[START Information shown]

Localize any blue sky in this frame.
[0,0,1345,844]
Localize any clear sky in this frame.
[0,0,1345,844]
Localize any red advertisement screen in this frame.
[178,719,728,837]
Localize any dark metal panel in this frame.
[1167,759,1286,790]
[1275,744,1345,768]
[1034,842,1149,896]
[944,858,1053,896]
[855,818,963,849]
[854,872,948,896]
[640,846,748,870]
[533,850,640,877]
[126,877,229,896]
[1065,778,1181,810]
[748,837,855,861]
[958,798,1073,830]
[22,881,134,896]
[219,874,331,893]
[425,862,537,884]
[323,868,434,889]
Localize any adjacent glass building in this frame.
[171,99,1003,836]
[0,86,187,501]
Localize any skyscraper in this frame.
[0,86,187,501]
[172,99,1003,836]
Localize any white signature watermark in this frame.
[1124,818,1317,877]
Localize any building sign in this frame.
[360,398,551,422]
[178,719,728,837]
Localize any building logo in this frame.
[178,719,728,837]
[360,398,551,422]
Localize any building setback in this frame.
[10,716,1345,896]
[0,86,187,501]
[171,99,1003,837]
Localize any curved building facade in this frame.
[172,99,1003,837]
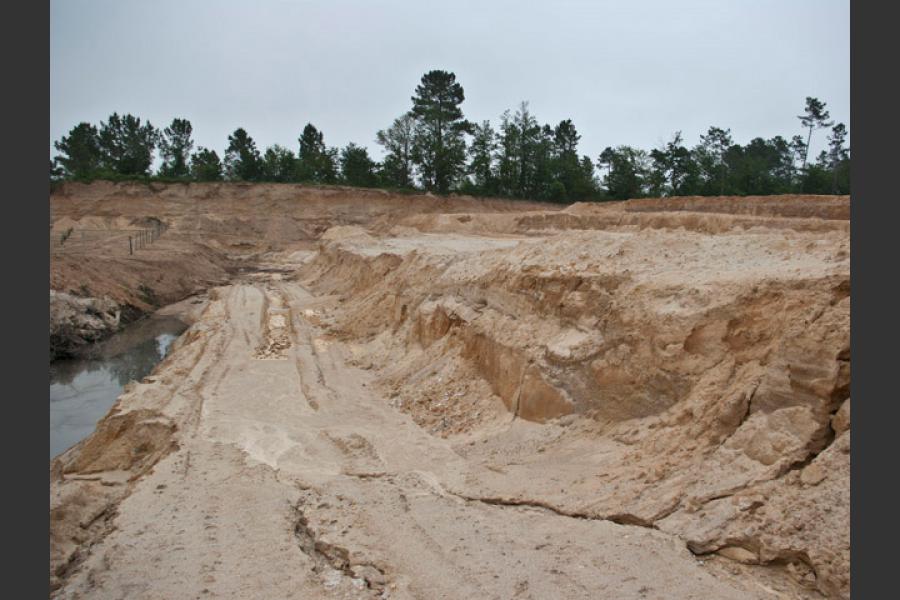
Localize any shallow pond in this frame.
[50,317,187,459]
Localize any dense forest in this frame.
[50,70,850,202]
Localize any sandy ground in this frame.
[50,184,850,599]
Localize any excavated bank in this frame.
[301,207,850,596]
[50,184,850,599]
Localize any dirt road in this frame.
[50,185,850,599]
[49,274,777,598]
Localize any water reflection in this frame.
[50,318,186,458]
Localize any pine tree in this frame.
[98,113,159,175]
[340,142,378,187]
[468,121,497,195]
[53,123,101,177]
[375,113,416,188]
[828,123,849,194]
[159,119,194,177]
[191,146,222,181]
[262,144,297,183]
[700,126,733,196]
[411,70,470,193]
[225,127,262,181]
[797,96,834,170]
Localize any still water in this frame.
[50,317,187,458]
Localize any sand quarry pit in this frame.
[50,183,850,599]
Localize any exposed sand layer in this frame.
[50,184,850,599]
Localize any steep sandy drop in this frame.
[51,184,850,598]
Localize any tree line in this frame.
[50,70,850,202]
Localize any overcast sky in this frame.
[50,0,850,159]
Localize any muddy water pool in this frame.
[50,317,187,459]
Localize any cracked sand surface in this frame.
[51,185,850,599]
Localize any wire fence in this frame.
[50,223,167,255]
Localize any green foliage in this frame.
[262,144,297,183]
[341,142,378,187]
[466,121,497,191]
[375,113,416,188]
[297,123,338,183]
[50,85,850,202]
[191,146,222,181]
[98,113,160,176]
[797,96,834,170]
[159,119,194,178]
[598,146,650,200]
[51,123,101,178]
[411,70,470,194]
[225,127,262,181]
[694,126,734,196]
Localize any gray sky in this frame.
[50,0,850,164]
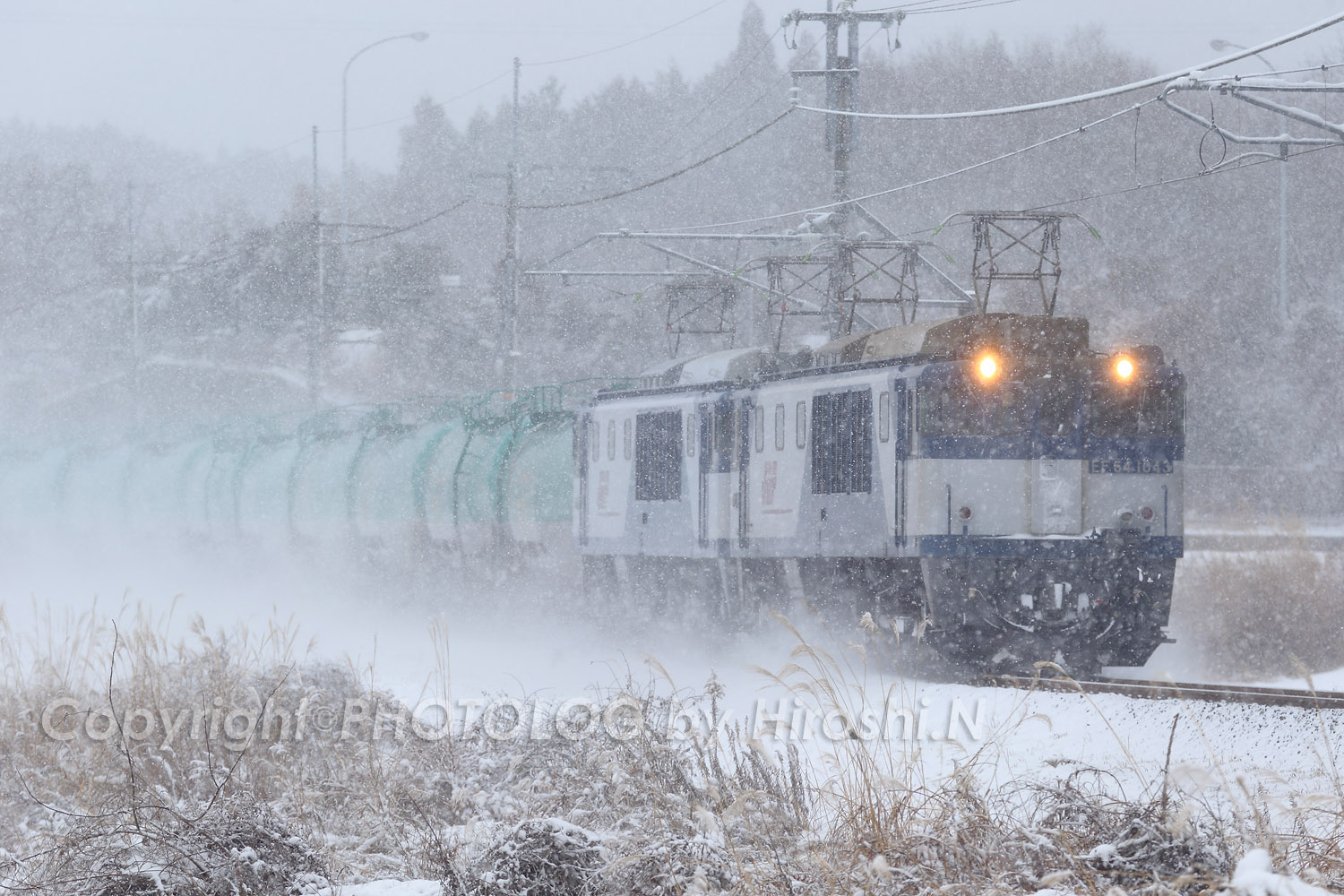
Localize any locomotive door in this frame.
[733,398,755,548]
[892,379,914,548]
[574,414,593,546]
[695,404,714,548]
[696,396,738,552]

[END Information shown]

◆ What is being asked ◆
Recast the lines above as a JSON list of strings, one string per line, leaving out blank lines and the pictures.

◆ Finished task ◆
[
  "Localize any blue sky in this frame.",
  "[0,0,1345,844]",
  "Localize any clear sky in this frame.",
  "[0,0,1345,844]",
  "Localize any red advertisement screen in this frame.",
  "[178,719,728,837]",
  "Localize any dark metal panel in this frame.",
  "[1167,759,1286,790]",
  "[1275,744,1345,768]",
  "[1034,842,1149,896]",
  "[944,858,1053,896]",
  "[855,818,963,849]",
  "[854,872,948,896]",
  "[640,846,748,870]",
  "[533,850,640,877]",
  "[126,877,229,896]",
  "[1065,778,1181,810]",
  "[748,837,855,861]",
  "[958,798,1073,830]",
  "[22,881,134,896]",
  "[219,874,331,893]",
  "[425,862,537,884]",
  "[323,868,434,889]",
  "Localize any adjacent glass building in this frame.",
  "[171,99,1003,836]",
  "[0,86,187,501]",
  "Localize any skyscraper in this frame.",
  "[0,86,187,501]",
  "[172,99,1003,836]",
  "Localize any white signature watermark in this frame.",
  "[1124,818,1317,877]",
  "Localize any building sign in this frame.",
  "[360,398,551,422]",
  "[178,719,728,837]",
  "Localize any building logo in this frame.",
  "[178,719,728,837]",
  "[360,398,551,422]",
  "Localize any building setback in this frame.",
  "[10,716,1345,896]",
  "[0,86,187,501]",
  "[171,99,1003,837]",
  "Localize any curved building facade in this frame.",
  "[172,99,1003,837]",
  "Localize any shallow pond in this frame.",
  "[50,317,187,459]",
  "Localize any dense forest in this frame.",
  "[50,70,850,202]",
  "Localize any sandy ground in this frame.",
  "[50,184,850,599]",
  "Localize any excavated bank in this frame.",
  "[301,207,850,596]",
  "[50,184,850,599]",
  "Localize any dirt road in this frame.",
  "[50,185,850,599]",
  "[49,274,777,598]",
  "Localize any water reflection in this frame.",
  "[50,318,186,458]",
  "Localize any pine tree in this frame.",
  "[98,113,159,175]",
  "[340,142,378,187]",
  "[468,121,497,195]",
  "[53,123,101,177]",
  "[375,113,416,188]",
  "[828,123,849,194]",
  "[159,119,194,177]",
  "[191,146,222,181]",
  "[262,144,297,183]",
  "[700,126,733,196]",
  "[411,70,470,193]",
  "[225,127,262,181]",
  "[797,96,834,170]",
  "Localize any still water in this frame.",
  "[50,317,187,458]",
  "Localize any sand quarry pit in this frame.",
  "[50,183,850,599]",
  "Localize any exposed sand layer in this frame.",
  "[50,184,850,599]",
  "Localize any steep sandy drop in this frame.",
  "[51,184,850,598]",
  "Localize any tree line in this frame.",
  "[50,70,850,202]",
  "Localize any overcast sky in this frame.",
  "[50,0,850,159]",
  "Localize any muddy water pool in this frame.",
  "[50,317,187,459]",
  "Localize any cracked sand surface in this frame.",
  "[51,185,850,599]",
  "Localize any wire fence in this frame.",
  "[50,223,167,255]",
  "Localize any green foliage in this frame.",
  "[262,144,297,183]",
  "[341,142,378,187]",
  "[466,121,497,191]",
  "[375,113,416,188]",
  "[297,123,338,183]",
  "[50,85,850,202]",
  "[191,146,222,181]",
  "[98,113,160,176]",
  "[797,96,834,170]",
  "[159,119,194,178]",
  "[598,146,650,200]",
  "[51,123,101,178]",
  "[411,70,470,194]",
  "[225,127,262,181]",
  "[694,126,734,196]",
  "Localize any gray sky in this frame.",
  "[50,0,850,164]",
  "Localize any locomotive door in this frame.",
  "[733,398,755,548]",
  "[892,379,914,548]",
  "[574,414,593,546]",
  "[695,404,714,548]",
  "[696,396,738,552]"
]